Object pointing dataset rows
- - -
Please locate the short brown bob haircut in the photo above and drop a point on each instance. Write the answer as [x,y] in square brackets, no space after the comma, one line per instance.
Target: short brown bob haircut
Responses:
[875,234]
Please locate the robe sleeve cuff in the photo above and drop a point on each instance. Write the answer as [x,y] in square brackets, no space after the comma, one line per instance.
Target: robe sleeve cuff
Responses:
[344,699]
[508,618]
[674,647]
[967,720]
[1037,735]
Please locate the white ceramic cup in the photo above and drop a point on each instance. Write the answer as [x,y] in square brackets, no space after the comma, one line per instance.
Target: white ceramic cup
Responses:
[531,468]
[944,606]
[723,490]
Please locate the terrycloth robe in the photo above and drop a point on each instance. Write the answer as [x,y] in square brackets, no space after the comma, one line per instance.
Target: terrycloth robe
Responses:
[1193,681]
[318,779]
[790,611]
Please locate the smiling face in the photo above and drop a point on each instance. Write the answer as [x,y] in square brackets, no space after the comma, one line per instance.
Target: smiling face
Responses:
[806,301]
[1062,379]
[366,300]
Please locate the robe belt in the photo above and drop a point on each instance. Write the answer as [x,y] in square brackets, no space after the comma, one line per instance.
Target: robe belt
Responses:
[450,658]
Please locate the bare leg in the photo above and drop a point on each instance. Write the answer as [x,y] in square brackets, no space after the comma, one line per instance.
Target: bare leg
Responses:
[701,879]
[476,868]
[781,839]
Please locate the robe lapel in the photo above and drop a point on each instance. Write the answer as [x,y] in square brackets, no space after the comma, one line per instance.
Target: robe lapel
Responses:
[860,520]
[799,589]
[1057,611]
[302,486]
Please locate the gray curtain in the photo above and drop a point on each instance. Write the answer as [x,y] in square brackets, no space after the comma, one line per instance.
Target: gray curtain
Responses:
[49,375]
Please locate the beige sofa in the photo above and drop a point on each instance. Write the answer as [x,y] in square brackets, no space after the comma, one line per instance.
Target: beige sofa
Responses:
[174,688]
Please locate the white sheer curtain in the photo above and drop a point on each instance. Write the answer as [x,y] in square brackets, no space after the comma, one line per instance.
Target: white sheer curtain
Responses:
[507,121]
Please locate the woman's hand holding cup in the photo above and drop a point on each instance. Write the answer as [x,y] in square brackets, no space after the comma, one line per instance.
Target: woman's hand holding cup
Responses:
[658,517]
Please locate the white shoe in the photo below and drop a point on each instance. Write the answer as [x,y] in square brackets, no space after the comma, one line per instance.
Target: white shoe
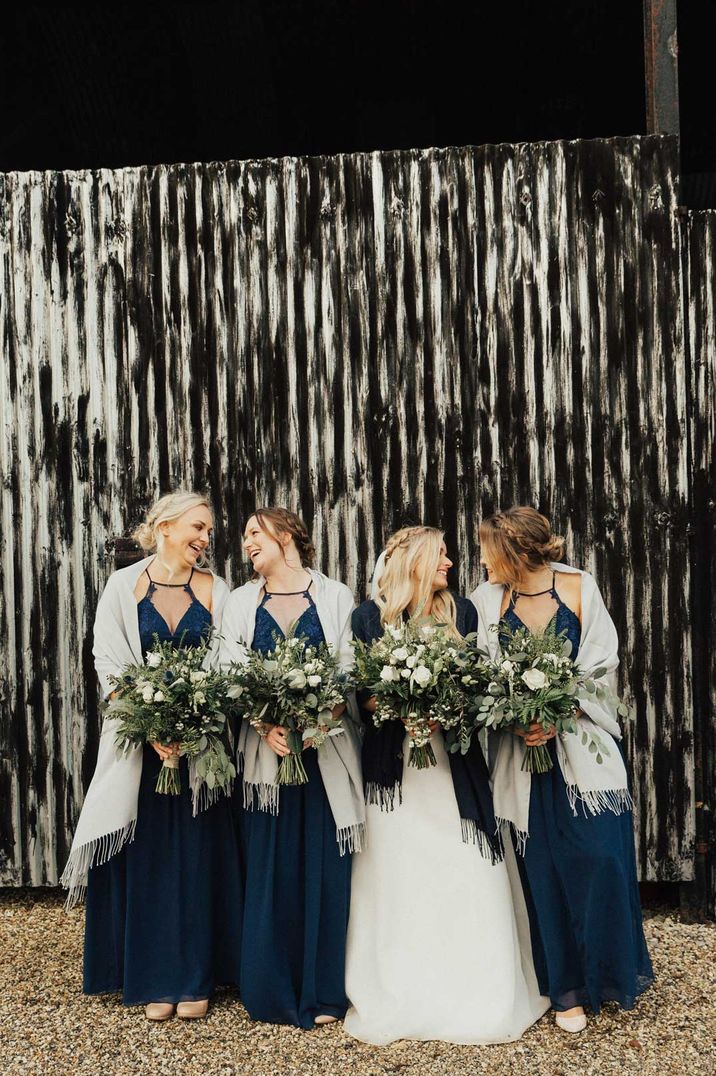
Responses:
[572,1023]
- - -
WRITTEN EXERCISE:
Copy the items line for line, starting with the line containing "Please locate the robe lapel" and continuing through the end of the items. Leave out the pictures.

RESULT:
Please locate the robe lapel in the photo above and drop a point on each instance. Write the answer as [x,y] in square brackets, no space after the comma, one line per instance.
Target: robe lapel
Responses:
[860,520]
[799,589]
[1057,611]
[302,486]
Please locate the gray curtain in the photo above and drop a point on each instance. Write the answer as [x,y] in square brackets, no space after the comma, one line per instance.
Target: gray curtain
Responses:
[49,375]
Please locate the beige sofa in the photo above and drop a point on each instance. Write the answer as [x,y] in square brackets, no space after the comma, one line per instance.
Target: beige sofa
Responses:
[174,688]
Please locate the white sheer curtain in the photo above and drop a point on each instance. Write the answer as [x,y] in square brackets, no space after the comma, one line per instance.
Target: white sheer curtain
Responses:
[507,121]
Please locate the woman's hand holding cup in the photo above and drop a point on each instance. Write the answer as [x,y] in square brackets, no space after the comma, one line per instance.
Target: woman's hand holding cup
Responses:
[658,517]
Please locate the white shoe in the photo below and drop a point on each instance. Write the answer as [x,y] in square brackets, no space after the comma, one line per instance.
Target: white shoe
Responses:
[572,1023]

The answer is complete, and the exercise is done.